The composites, however, exhibit two distinct regions of mass loss: one at a temperature lower than the polymer’s T_d (T₁), and another above T_d (T₂). The loss of thermal stability in PLA could be attributed to the presence of iron and the addition of a base (ammonia) in the synthesis process, both of which can accelerate PLA hydrolysis and degradation [38]. On the other hand, the increased thermal stability may result from electrostatic or chemical interactions between the polymer and magnetite [25,39], as well as the immobilization of the polymer chains and their degradation products due to these interactions [40]. The values for T₁ and T₂ are provided in

Table 2. Temperature of maximum degradation (T₁ and T₂) of the composite samples. The errors associated with the temperatures are ±1 °C.

Material	T1 (°C)	T2 (°C)
2MNP/PLA	281	361
5MNP/PLA	276	371
10MNP/PLA	276	361
15MNP/PLA	275	334
20MNP/PLA	271	336

. T₁ values for all composites fall within similar ranges, except for the 20MNP/PLA composite, which shows a slightly lower temperature, and the 2MNP/PLA composite, which shows the least loss of thermal stability. Regarding T₂, composites with higher concentrations of MNP display a lower increase in thermal stability, while the 5MNP/PLA composite shows the highest gain at a temperature of 371 °C.

Differential Thermal Analysis (DTA) was also performed (Figure 5). All samples show two endothermic peaks below or at 300 °C and two exothermic peaks above 300 °C. The first endothermic peak indicates a phase transition of the polymer, i.e., melting, while the second corresponds to thermal degradation. The two exothermic peaks are associated with the thermo-oxidative degradation of the polymer [41].

## Data rows:
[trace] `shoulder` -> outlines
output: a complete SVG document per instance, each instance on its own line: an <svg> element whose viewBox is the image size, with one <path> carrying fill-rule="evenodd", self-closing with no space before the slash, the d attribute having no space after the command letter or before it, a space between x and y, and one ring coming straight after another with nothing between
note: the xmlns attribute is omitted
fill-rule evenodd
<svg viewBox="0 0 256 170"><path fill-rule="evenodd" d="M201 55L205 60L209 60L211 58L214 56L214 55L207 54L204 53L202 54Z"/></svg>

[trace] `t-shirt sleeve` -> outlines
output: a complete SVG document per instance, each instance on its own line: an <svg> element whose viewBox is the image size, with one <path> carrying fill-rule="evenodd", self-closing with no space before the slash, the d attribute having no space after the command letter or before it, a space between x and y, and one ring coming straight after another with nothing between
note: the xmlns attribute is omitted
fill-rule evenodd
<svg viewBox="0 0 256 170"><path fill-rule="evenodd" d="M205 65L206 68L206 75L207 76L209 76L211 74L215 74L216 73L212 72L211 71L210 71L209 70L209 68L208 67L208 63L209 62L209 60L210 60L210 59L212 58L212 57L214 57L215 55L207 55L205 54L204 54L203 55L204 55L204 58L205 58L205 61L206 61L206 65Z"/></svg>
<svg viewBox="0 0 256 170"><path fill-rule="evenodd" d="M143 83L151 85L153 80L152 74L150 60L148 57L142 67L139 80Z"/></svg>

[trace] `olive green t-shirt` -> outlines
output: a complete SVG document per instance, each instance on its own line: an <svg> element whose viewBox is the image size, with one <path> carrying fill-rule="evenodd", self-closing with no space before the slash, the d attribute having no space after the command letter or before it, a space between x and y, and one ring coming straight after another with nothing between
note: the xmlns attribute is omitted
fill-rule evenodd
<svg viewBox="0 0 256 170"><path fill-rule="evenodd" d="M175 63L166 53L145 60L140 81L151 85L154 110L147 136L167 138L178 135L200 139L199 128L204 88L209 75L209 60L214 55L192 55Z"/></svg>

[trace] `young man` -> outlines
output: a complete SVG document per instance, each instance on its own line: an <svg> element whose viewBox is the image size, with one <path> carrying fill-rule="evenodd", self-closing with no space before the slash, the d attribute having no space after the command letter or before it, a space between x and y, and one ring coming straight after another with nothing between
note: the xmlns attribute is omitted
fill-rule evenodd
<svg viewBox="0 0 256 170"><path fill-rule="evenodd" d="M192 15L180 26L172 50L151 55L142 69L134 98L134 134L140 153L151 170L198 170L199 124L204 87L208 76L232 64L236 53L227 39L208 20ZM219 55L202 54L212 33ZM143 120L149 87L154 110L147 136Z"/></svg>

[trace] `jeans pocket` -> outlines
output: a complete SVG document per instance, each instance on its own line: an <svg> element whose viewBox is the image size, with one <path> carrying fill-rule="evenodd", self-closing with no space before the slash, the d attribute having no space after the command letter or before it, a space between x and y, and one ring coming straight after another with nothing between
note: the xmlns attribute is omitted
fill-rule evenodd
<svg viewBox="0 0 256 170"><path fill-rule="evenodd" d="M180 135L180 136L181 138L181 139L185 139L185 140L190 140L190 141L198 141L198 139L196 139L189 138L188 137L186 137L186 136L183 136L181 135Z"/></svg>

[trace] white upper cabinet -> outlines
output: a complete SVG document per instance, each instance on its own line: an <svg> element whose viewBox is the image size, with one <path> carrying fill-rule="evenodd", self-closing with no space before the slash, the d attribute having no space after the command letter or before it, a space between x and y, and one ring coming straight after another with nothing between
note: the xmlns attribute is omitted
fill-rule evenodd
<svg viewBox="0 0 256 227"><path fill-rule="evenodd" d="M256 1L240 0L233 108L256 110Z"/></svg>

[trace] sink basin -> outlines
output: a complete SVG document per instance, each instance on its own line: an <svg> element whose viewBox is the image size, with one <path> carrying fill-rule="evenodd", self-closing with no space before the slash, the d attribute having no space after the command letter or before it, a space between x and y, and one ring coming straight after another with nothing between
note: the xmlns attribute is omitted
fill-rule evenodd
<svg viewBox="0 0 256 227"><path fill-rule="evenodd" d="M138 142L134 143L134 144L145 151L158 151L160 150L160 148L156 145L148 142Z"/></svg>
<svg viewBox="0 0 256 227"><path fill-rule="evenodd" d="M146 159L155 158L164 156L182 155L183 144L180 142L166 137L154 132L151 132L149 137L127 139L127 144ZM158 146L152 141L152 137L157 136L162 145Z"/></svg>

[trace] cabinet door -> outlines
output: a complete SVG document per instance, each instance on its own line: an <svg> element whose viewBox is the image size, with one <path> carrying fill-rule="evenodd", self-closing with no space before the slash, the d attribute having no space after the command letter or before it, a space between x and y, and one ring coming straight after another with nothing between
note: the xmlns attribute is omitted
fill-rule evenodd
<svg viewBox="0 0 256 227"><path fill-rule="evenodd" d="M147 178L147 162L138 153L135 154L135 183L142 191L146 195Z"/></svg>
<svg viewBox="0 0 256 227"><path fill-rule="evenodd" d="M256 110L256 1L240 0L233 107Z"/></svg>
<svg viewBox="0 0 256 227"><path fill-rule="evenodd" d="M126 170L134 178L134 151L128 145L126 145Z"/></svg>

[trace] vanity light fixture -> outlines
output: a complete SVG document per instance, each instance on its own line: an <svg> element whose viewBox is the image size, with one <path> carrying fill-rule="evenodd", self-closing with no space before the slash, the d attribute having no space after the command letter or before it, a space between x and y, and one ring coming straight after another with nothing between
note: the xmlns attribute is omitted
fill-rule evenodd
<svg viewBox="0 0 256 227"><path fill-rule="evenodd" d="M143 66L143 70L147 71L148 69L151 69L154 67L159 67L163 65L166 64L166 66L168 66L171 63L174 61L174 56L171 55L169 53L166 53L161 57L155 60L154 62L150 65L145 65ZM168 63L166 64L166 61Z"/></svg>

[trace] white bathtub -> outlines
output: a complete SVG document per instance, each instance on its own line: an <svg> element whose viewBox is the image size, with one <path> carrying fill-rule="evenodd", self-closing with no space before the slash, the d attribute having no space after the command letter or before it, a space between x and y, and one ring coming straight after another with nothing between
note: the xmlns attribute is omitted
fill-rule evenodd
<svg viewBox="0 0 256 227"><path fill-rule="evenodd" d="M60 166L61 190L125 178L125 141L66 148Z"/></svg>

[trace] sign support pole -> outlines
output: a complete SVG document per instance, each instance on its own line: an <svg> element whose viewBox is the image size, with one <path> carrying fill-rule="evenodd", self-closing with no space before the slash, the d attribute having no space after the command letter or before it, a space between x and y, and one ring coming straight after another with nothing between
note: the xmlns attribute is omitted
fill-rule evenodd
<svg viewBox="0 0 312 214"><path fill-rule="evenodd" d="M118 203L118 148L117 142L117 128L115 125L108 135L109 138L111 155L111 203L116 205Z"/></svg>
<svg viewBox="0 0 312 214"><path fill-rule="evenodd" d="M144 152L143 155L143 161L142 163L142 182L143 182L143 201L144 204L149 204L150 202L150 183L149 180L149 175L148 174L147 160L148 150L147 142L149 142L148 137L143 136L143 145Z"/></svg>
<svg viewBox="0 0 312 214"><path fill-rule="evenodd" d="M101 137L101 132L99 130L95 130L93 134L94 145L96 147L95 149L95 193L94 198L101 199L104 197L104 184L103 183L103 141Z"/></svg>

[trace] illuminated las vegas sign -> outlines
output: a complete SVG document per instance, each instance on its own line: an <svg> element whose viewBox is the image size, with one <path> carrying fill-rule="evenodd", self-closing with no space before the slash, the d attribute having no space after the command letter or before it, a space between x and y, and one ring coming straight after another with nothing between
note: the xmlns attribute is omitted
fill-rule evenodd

## Set exercise 1:
From the table in the thermal analysis excerpt above, list every composite sample.
## Set exercise 2:
Decide whether each statement agrees with the thermal analysis excerpt, answering yes or no and quoting the words that settle it.
(a) Among the composites, 5MNP/PLA has the largest T₂ gain, reaching 371 °C.
(b) Every sample shows three endothermic peaks.
(c) The stated error for the temperatures is ±5 °C.
## Set exercise 3:
Write out the part of the thermal analysis excerpt that opens with the words containing "Table 2. Temperature" and closes with "temperature of 371 °C.".

## Correct response 1:
2MNP/PLA, 5MNP/PLA, 10MNP/PLA, 15MNP/PLA, 20MNP/PLA

## Correct response 2:
(a) Yes: "the 5MNP/PLA composite shows the highest gain at a temperature of 371 °C"
(b) No: "All samples show two endothermic peaks below or at 300 °C and two exothermic peaks above 300 °C."
(c) No: "The errors associated with the temperatures are ±1 °C."

## Correct response 3:
Table 2. Temperature of maximum degradation (T₁ and T₂) of the composite samples. The errors associated with the temperatures are ±1 °C.

Material	T1 (°C)	T2 (°C)
2MNP/PLA	281	361
5MNP/PLA	276	371
10MNP/PLA	276	361
15MNP/PLA	275	334
20MNP/PLA	271	336

. T₁ values for all composites fall within similar ranges, except for the 20MNP/PLA composite, which shows a slightly lower temperature, and the 2MNP/PLA composite, which shows the least loss of thermal stability. Regarding T₂, composites with higher concentrations of MNP display a lower increase in thermal stability, while the 5MNP/PLA composite shows the highest gain at a temperature of 371 °C.